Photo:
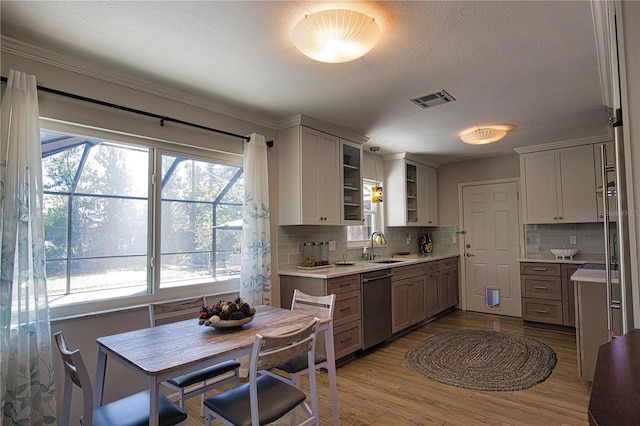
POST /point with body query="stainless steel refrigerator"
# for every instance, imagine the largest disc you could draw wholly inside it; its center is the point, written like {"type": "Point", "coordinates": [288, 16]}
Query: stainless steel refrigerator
{"type": "Point", "coordinates": [613, 174]}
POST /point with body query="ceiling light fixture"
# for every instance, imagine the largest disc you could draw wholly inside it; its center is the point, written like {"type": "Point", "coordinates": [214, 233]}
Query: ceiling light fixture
{"type": "Point", "coordinates": [336, 35]}
{"type": "Point", "coordinates": [484, 135]}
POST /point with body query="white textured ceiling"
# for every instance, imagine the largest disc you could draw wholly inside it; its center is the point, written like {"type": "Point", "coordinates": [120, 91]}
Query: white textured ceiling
{"type": "Point", "coordinates": [530, 64]}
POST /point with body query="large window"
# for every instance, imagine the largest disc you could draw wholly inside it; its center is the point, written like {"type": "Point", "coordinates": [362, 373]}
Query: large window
{"type": "Point", "coordinates": [359, 236]}
{"type": "Point", "coordinates": [110, 205]}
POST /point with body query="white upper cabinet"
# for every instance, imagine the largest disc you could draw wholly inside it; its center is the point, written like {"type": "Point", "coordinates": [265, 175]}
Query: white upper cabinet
{"type": "Point", "coordinates": [320, 174]}
{"type": "Point", "coordinates": [559, 186]}
{"type": "Point", "coordinates": [309, 177]}
{"type": "Point", "coordinates": [351, 178]}
{"type": "Point", "coordinates": [430, 218]}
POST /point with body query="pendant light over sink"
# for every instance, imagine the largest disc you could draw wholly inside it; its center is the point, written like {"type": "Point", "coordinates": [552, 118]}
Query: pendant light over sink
{"type": "Point", "coordinates": [336, 35]}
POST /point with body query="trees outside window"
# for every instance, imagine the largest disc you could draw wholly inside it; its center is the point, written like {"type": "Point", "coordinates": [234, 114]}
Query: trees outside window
{"type": "Point", "coordinates": [104, 202]}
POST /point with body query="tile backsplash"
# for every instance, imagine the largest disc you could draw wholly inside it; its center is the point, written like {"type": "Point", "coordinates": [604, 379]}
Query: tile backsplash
{"type": "Point", "coordinates": [399, 239]}
{"type": "Point", "coordinates": [540, 239]}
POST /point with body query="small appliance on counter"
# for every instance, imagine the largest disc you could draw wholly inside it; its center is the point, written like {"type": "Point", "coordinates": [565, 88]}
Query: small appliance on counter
{"type": "Point", "coordinates": [563, 254]}
{"type": "Point", "coordinates": [426, 245]}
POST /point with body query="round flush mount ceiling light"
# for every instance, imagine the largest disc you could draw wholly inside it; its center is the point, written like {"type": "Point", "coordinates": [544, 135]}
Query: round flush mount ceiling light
{"type": "Point", "coordinates": [336, 35]}
{"type": "Point", "coordinates": [484, 135]}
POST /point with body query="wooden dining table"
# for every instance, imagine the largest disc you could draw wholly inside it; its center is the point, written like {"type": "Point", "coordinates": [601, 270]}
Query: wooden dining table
{"type": "Point", "coordinates": [167, 351]}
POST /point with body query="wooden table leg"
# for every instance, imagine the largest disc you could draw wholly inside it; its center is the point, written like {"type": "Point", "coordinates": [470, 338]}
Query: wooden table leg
{"type": "Point", "coordinates": [154, 399]}
{"type": "Point", "coordinates": [331, 370]}
{"type": "Point", "coordinates": [101, 368]}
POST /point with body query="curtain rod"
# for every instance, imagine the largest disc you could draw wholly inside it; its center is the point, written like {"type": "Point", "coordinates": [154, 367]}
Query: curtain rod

———

Exercise directions |
Above is a listing with pictures. Write it out exactly without them.

Response area |
Photo:
POST /point with body query="stainless steel refrigerator"
# for every instance, imagine the largest disc you could draw wholly inside it; its center is the point, written like {"type": "Point", "coordinates": [288, 16]}
Query: stainless steel refrigerator
{"type": "Point", "coordinates": [613, 174]}
POST /point with body query="ceiling light fixture"
# for every instance, imagine the largest disc you could draw wholly inside it; its center is the point, written like {"type": "Point", "coordinates": [214, 233]}
Query: ceiling light fixture
{"type": "Point", "coordinates": [336, 35]}
{"type": "Point", "coordinates": [484, 135]}
POST /point with body query="white textured ceiling"
# for every instance, imagine the largest disc you could draw wholly inside it; its center is the point, written like {"type": "Point", "coordinates": [120, 91]}
Query: white textured ceiling
{"type": "Point", "coordinates": [530, 64]}
POST /point with body query="large window"
# for every instance, imagine the largest disc you could draw wholly inside it; its center is the point, written like {"type": "Point", "coordinates": [362, 373]}
Query: large window
{"type": "Point", "coordinates": [359, 236]}
{"type": "Point", "coordinates": [110, 205]}
POST /point with body query="white upper cabinet"
# for every instance, imagine the largest disc you could draw wholly inside it; its center is the point, written like {"type": "Point", "coordinates": [265, 175]}
Query: white upper cabinet
{"type": "Point", "coordinates": [320, 174]}
{"type": "Point", "coordinates": [559, 186]}
{"type": "Point", "coordinates": [309, 177]}
{"type": "Point", "coordinates": [351, 178]}
{"type": "Point", "coordinates": [430, 218]}
POST /point with body query="pendant light over sink"
# for every instance, imagine the largest disc you could draw wholly inside it; its center is the point, written like {"type": "Point", "coordinates": [552, 118]}
Query: pendant light over sink
{"type": "Point", "coordinates": [336, 35]}
POST /point with body query="trees outside window"
# for every instance, imagine the largest disc you could draw wholly inside it; its center is the point, written like {"type": "Point", "coordinates": [234, 114]}
Query: trees outside window
{"type": "Point", "coordinates": [104, 202]}
POST /point with body query="tile backsplash"
# for every instance, imagine the largest disc you could draw wholly inside it; its center is the point, written like {"type": "Point", "coordinates": [604, 379]}
Query: tile backsplash
{"type": "Point", "coordinates": [399, 239]}
{"type": "Point", "coordinates": [540, 239]}
POST /point with body query="small appliance on counter"
# for every instance, imagine the largest disc you could draw wholly inside it; its center is the point, written like {"type": "Point", "coordinates": [565, 88]}
Query: small appliance on counter
{"type": "Point", "coordinates": [563, 254]}
{"type": "Point", "coordinates": [426, 245]}
POST /point with body query="round flush mount ceiling light"
# for every instance, imagine the largest disc you could draw wholly inside it; its center is the point, written like {"type": "Point", "coordinates": [544, 135]}
Query: round flush mount ceiling light
{"type": "Point", "coordinates": [336, 35]}
{"type": "Point", "coordinates": [484, 135]}
POST /point with body query="wooden dining table"
# for every instance, imagine the largest disc you could draw wholly inside it; its center is the point, written like {"type": "Point", "coordinates": [601, 270]}
Query: wooden dining table
{"type": "Point", "coordinates": [167, 351]}
POST /point with body query="wooden table leg"
# for every instance, imagine the largest disc you could draw wholly inside it; its center is the point, written like {"type": "Point", "coordinates": [470, 338]}
Query: wooden table leg
{"type": "Point", "coordinates": [154, 399]}
{"type": "Point", "coordinates": [331, 370]}
{"type": "Point", "coordinates": [101, 368]}
POST /point with body query="curtain rod"
# for every instance, imagine the largest disc you could draw wholly inside it; its center is the point, written like {"type": "Point", "coordinates": [154, 367]}
Query: curtain rod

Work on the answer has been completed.